REQUIRED WORK: Every line of the data is to be output verbatim.

[Stored data entries]
---
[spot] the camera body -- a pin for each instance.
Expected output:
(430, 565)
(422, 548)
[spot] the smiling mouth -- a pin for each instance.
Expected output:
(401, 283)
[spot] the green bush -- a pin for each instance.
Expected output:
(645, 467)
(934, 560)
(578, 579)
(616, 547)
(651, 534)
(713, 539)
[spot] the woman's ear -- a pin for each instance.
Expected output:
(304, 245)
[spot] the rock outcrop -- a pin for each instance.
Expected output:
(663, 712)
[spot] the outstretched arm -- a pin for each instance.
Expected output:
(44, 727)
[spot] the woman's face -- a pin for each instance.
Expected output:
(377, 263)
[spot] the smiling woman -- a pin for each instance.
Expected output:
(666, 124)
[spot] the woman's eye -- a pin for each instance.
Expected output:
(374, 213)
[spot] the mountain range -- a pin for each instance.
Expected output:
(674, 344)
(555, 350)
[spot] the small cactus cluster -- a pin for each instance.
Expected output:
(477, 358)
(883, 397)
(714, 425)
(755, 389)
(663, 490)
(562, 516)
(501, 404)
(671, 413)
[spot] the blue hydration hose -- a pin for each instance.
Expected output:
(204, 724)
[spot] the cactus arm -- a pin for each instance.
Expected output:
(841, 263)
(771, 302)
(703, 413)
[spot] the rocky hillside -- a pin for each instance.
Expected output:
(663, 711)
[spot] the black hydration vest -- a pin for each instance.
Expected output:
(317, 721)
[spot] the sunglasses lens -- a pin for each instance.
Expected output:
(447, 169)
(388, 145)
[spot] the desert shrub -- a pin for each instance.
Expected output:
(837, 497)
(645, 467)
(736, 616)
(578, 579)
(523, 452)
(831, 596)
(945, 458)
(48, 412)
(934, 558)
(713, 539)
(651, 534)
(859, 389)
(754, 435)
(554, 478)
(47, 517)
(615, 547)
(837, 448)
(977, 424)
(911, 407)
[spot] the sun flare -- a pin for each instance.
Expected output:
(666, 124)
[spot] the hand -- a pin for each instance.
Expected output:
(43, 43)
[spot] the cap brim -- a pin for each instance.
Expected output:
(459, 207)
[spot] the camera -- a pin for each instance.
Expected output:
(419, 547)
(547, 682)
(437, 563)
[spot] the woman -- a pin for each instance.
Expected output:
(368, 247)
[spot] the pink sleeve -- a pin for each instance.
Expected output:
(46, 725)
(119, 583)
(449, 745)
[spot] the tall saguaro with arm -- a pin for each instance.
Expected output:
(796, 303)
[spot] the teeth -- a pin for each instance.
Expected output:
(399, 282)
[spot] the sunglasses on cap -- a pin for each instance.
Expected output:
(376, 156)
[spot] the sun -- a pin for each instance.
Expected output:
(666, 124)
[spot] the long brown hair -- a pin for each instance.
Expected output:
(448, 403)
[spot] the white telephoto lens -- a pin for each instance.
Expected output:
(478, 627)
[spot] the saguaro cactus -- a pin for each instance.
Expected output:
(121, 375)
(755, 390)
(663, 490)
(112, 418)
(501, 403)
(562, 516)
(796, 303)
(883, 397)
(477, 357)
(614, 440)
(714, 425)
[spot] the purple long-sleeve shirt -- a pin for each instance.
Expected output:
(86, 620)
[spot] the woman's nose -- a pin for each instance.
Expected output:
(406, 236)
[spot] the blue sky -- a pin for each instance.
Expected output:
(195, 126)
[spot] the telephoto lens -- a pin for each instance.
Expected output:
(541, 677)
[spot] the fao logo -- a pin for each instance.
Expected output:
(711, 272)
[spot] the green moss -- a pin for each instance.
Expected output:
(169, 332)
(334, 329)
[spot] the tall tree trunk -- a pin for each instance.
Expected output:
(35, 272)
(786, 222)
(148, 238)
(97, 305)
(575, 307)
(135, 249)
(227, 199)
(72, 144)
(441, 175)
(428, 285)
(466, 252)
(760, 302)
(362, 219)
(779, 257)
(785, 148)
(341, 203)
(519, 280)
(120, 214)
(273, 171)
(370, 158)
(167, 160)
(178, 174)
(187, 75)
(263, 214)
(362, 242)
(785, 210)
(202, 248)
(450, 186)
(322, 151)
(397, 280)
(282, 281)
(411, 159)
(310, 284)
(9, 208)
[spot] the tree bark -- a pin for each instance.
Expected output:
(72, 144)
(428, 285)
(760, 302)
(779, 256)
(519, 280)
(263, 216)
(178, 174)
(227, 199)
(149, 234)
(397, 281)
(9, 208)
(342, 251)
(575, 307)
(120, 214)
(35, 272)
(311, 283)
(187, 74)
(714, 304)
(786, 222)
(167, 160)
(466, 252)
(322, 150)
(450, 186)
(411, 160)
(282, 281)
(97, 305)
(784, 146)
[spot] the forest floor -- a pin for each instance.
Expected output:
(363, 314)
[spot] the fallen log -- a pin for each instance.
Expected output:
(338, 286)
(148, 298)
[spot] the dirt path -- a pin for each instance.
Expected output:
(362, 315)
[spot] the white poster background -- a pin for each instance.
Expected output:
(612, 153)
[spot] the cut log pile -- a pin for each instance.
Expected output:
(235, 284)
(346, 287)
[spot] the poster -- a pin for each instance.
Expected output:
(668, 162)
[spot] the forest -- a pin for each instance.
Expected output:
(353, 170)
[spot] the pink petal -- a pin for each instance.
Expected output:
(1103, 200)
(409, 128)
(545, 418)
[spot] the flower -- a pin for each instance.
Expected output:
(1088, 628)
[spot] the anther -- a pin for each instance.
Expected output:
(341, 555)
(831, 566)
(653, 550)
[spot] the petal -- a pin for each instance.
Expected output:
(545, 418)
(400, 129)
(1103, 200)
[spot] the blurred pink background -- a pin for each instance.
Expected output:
---
ANSWER TO THIS EXERCISE:
[spot] the camera body -- a pin for each instance.
Expected output:
(430, 565)
(422, 548)
[spot] the smiling mouth -- a pin for each instance.
Expected output:
(401, 283)
[spot] the green bush -- a pin for each instance.
Expected output:
(645, 467)
(934, 560)
(578, 579)
(616, 547)
(651, 534)
(713, 539)
[spot] the woman's ear -- a pin for each instance.
Expected output:
(304, 245)
[spot] the rock outcrop -- a pin for each instance.
Expected output:
(663, 712)
[spot] the outstretched arm -- a pin for each instance.
Expected output:
(44, 727)
[spot] the woman's face -- a pin for each instance.
Expected output:
(377, 263)
[spot] the smiling woman -- a pin for each instance.
Expected output:
(666, 124)
[spot] the woman's eye -- a pin for each instance.
Expected output:
(374, 213)
[spot] the mountain range -- a pin for each instance.
Expected output:
(674, 344)
(555, 350)
[spot] the small cactus cluster -- a pin for each instance.
Expected output:
(477, 358)
(883, 397)
(714, 425)
(755, 389)
(663, 490)
(562, 516)
(501, 404)
(671, 413)
[spot] the blue hydration hose -- a pin for each instance.
Expected output:
(204, 724)
[spot] the cactus arm -- a pin for each instance.
Expected output:
(841, 263)
(771, 302)
(703, 413)
[spot] the rocky hillside -- a pin for each instance.
Expected output:
(663, 711)
[spot] the black hydration vest -- a pin for each instance.
Expected output:
(317, 721)
[spot] the sunglasses lens -- a pin for each instance.
Expected output:
(447, 169)
(388, 145)
[spot] the desert shrub -- a pin for each instance.
Expected output:
(837, 497)
(645, 467)
(736, 616)
(578, 579)
(523, 452)
(831, 596)
(945, 458)
(48, 412)
(934, 558)
(713, 539)
(651, 534)
(859, 389)
(754, 435)
(554, 478)
(47, 517)
(615, 547)
(837, 448)
(977, 424)
(911, 407)
[spot] the sun flare -- a pin for each instance.
Expected output:
(666, 124)
[spot] the hand -- a pin for each instance.
Expected output:
(43, 43)
[spot] the cap brim -- a pin for each instance.
Expected output:
(459, 207)
[spot] the camera -- a pin for each instance.
Expected output:
(419, 547)
(547, 682)
(437, 563)
[spot] the woman -- a pin for each instance.
Expected output:
(368, 247)
[spot] the pink sleeve -- a pin for each instance.
Expected output:
(46, 725)
(119, 583)
(449, 745)
[spot] the tall saguaro with arm -- a pin for each instance.
Expected output:
(796, 303)
[spot] the teeth -- a pin for each instance.
Expected output:
(399, 282)
[spot] the sunglasses on cap -- a pin for each instance.
Expected output:
(376, 156)
[spot] the sun -- a pin for each instance.
Expected output:
(666, 124)
[spot] the long brown hair -- a pin for each instance.
Expected output:
(448, 403)
[spot] the white telephoto lens -- a pin for each instance.
Expected output:
(478, 627)
[spot] the saguaro cactus -- a pin for each instance.
Expected output:
(121, 375)
(755, 390)
(663, 490)
(112, 418)
(501, 403)
(562, 516)
(796, 303)
(883, 397)
(477, 357)
(614, 440)
(714, 425)
[spot] the purple long-sleeve shirt -- a pin for each instance.
Expected output:
(86, 620)
[spot] the woman's nose -- a pin for each instance.
Expected output:
(406, 236)
[spot] the blue sky -- a pin for each instance.
Expected output:
(195, 126)
[spot] the telephoto lens -- a pin for each instance.
Expected output:
(541, 677)
[spot] the fao logo -- a pin for each instance.
Expected output:
(711, 272)
[spot] the green moss -- a pin for each instance.
Expected output:
(169, 332)
(334, 329)
[spot] the tall tree trunk -- a pin for each instance.
Expected output:
(35, 272)
(786, 222)
(148, 238)
(97, 305)
(575, 307)
(135, 249)
(227, 199)
(72, 144)
(441, 175)
(428, 285)
(466, 252)
(760, 302)
(362, 219)
(779, 257)
(785, 148)
(341, 203)
(519, 280)
(120, 214)
(273, 171)
(370, 158)
(167, 160)
(178, 174)
(187, 75)
(263, 214)
(362, 242)
(785, 210)
(202, 248)
(450, 186)
(322, 151)
(397, 280)
(282, 281)
(411, 159)
(310, 284)
(9, 208)
[spot] the tree bark -- a pin for each instance.
Expected output:
(72, 144)
(428, 285)
(760, 302)
(779, 256)
(519, 280)
(263, 216)
(178, 174)
(227, 199)
(149, 234)
(397, 281)
(9, 208)
(342, 251)
(575, 307)
(120, 214)
(35, 272)
(311, 283)
(187, 74)
(714, 304)
(786, 222)
(167, 160)
(466, 252)
(322, 150)
(450, 186)
(411, 160)
(282, 281)
(97, 305)
(784, 146)
[spot] the forest floor -- a pin for each instance.
Expected output:
(363, 314)
[spot] the fallen log -- a pin for each instance.
Expected output:
(338, 286)
(148, 298)
[spot] the dirt path -- a pin for each instance.
Expected output:
(362, 315)
[spot] the white poster background -- a pin for each instance.
Expected output:
(612, 153)
[spot] the cut log pile -- a pin for each instance.
Expected output:
(235, 284)
(346, 287)
[spot] the poster -- a pin for each instance.
Expected output:
(668, 162)
[spot] the forest -- a pin for each instance.
Expected output:
(353, 170)
[spot] the pink petal -- a pin for each instance.
Expected output:
(1103, 200)
(409, 128)
(545, 418)
[spot] the flower -- a pin for each instance.
Expected output:
(1088, 628)
[spot] the anther -- a pin for each instance.
Expected output:
(341, 555)
(831, 566)
(653, 550)
[spot] the petal -- a pin for each instance.
Expected output:
(545, 418)
(400, 129)
(1103, 200)
[spot] the blurred pink background -- a pin for each instance.
Expected output:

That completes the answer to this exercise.